**Text excerpt:**
-------
The cover for the book, "Elvis in Vegas: How the King Reinvented the Las Vegas Show," by Richard Zoglin
Excerpted from Elvis in Vegas: How the King Reinvented the Las Vegas Show by Richard Zoglin. Copyright © 2019 by Richard Zoglin. Reprinted by permission of Simon & Schuster, Inc.

But as ever more modern and luxurious hotels opened along the Strip, the Last Frontier decided it was time for an update, and in early 1955 the hotel closed down, gave itself a makeover, and reopened as the New Frontier. The old Western-themed showroom was transformed into the spiffy new thousand-seat Venus Room, with five tiered rows of booths and an expansive stage, “with sides running to such length that the whole thing looks like a gigantic cinemascope screen,” in the words of one awed reporter.

The hotel’s grand reopening in April 1955 was something of a disaster. Mario Lanza, the internationally renowned opera singer and movie star, was booked as the opening headliner, but he suffered a meltdown before the show — an ­attack of stage fright compounded by drinking — and never set foot onstage. After an hour’s delay, the hotel announced that Lanza had laryngitis, and Jimmy Durante appeared as a last-minute replacement. (Too last-minute for Las Vegas Sun columnist Ralph Pearl, who filed his review early to make his deadline and raved about Lanza’s phantom performance. “Seldom in the history of this town,” he wrote, “has a star done a greater show or received a greater standing ovation.”)

One year later the New Frontier played host to the Las Vegas debut of another, very different performer. He was nervous, too, but he did show up — though many in the audience were probably mystified as to what he was doing there. On April 23, 1956, Elvis Presley came to town.
-------
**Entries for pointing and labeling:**
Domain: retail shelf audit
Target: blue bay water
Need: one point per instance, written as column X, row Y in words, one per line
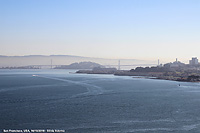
column 61, row 99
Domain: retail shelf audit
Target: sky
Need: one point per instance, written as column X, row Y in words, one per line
column 128, row 29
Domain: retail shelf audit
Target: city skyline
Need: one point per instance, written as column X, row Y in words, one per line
column 148, row 30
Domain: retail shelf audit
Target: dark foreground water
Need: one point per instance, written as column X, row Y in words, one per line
column 57, row 99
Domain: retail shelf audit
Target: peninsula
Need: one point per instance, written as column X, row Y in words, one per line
column 176, row 71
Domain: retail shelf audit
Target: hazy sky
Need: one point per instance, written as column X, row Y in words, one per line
column 138, row 29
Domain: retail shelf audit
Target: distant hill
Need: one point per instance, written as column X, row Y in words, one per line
column 81, row 65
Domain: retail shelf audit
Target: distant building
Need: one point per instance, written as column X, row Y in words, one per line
column 176, row 64
column 194, row 61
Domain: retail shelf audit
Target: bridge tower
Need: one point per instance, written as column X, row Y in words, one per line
column 119, row 65
column 51, row 64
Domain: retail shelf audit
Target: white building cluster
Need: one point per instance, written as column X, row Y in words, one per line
column 194, row 61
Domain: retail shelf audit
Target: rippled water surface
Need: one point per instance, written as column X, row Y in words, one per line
column 60, row 99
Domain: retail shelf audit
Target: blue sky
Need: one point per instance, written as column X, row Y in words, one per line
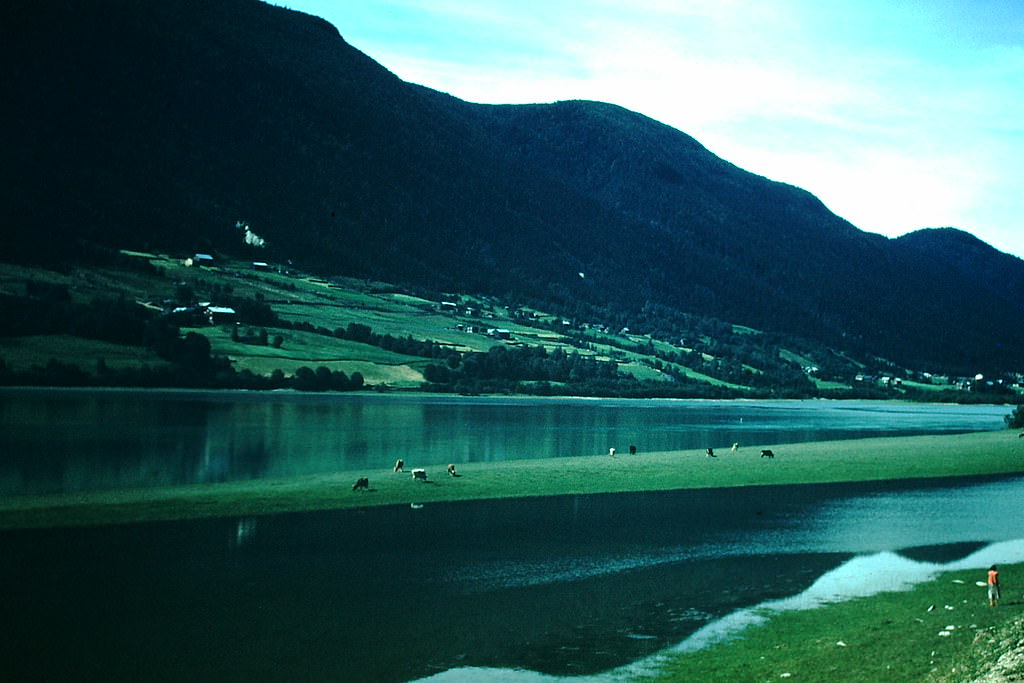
column 898, row 115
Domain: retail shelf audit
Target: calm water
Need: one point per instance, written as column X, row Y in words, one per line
column 70, row 440
column 583, row 586
column 513, row 590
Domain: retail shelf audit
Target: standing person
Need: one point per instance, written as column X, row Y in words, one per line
column 993, row 586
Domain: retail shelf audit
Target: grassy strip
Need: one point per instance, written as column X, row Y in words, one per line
column 886, row 637
column 855, row 460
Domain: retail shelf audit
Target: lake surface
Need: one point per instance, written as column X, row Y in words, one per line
column 72, row 440
column 582, row 586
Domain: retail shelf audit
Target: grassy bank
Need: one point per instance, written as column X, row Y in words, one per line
column 886, row 637
column 858, row 460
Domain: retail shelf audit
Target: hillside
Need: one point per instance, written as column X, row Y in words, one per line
column 160, row 126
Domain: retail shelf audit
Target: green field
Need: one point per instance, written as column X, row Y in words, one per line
column 856, row 460
column 888, row 637
column 885, row 637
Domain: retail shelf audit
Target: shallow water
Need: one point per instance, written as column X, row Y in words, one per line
column 59, row 440
column 567, row 586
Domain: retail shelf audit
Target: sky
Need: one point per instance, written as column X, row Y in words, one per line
column 897, row 114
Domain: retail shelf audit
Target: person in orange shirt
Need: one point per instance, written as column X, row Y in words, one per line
column 993, row 586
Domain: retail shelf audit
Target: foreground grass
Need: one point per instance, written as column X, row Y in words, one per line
column 886, row 637
column 856, row 460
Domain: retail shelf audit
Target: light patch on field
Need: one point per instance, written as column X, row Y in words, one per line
column 20, row 353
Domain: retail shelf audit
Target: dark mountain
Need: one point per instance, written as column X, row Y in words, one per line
column 160, row 125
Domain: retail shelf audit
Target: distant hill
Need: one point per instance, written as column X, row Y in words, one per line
column 162, row 125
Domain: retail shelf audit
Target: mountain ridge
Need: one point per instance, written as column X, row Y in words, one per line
column 188, row 117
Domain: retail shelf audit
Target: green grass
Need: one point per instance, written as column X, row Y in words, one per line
column 886, row 637
column 311, row 350
column 856, row 460
column 23, row 352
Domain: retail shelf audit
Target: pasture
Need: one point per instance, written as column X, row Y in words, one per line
column 996, row 453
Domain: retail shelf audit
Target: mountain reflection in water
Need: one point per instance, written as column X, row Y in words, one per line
column 859, row 577
column 567, row 586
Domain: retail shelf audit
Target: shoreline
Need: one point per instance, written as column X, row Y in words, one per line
column 994, row 453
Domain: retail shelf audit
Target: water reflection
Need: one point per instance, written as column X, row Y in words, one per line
column 568, row 586
column 71, row 440
column 861, row 577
-------
**Aim 1:**
Using the excerpt about the New Frontier hotel, decide whether each statement agrees with it: (a) The Venus Room had a thousand seats. (b) Mario Lanza performed at the hotel's grand reopening. (c) Elvis Presley came to town on April 23, 1956. Answer yes or no for each and quote the words that decide it.
**Aim 2:**
According to the excerpt about the New Frontier hotel, who appeared as a last-minute replacement at the grand reopening?
**Aim 3:**
Translate this sentence from the excerpt about the New Frontier hotel into Spanish: "The hotel’s grand reopening in April 1955 was something of a disaster."

**Exercise output 1:**
(a) Yes: "the spiffy new thousand-seat Venus Room"
(b) No: "never set foot onstage"
(c) Yes: "On April 23, 1956, Elvis Presley came to town."

**Exercise output 2:**
Jimmy Durante

**Exercise output 3:**
La gran reapertura del hotel en abril de 1955 fue algo así como un desastre.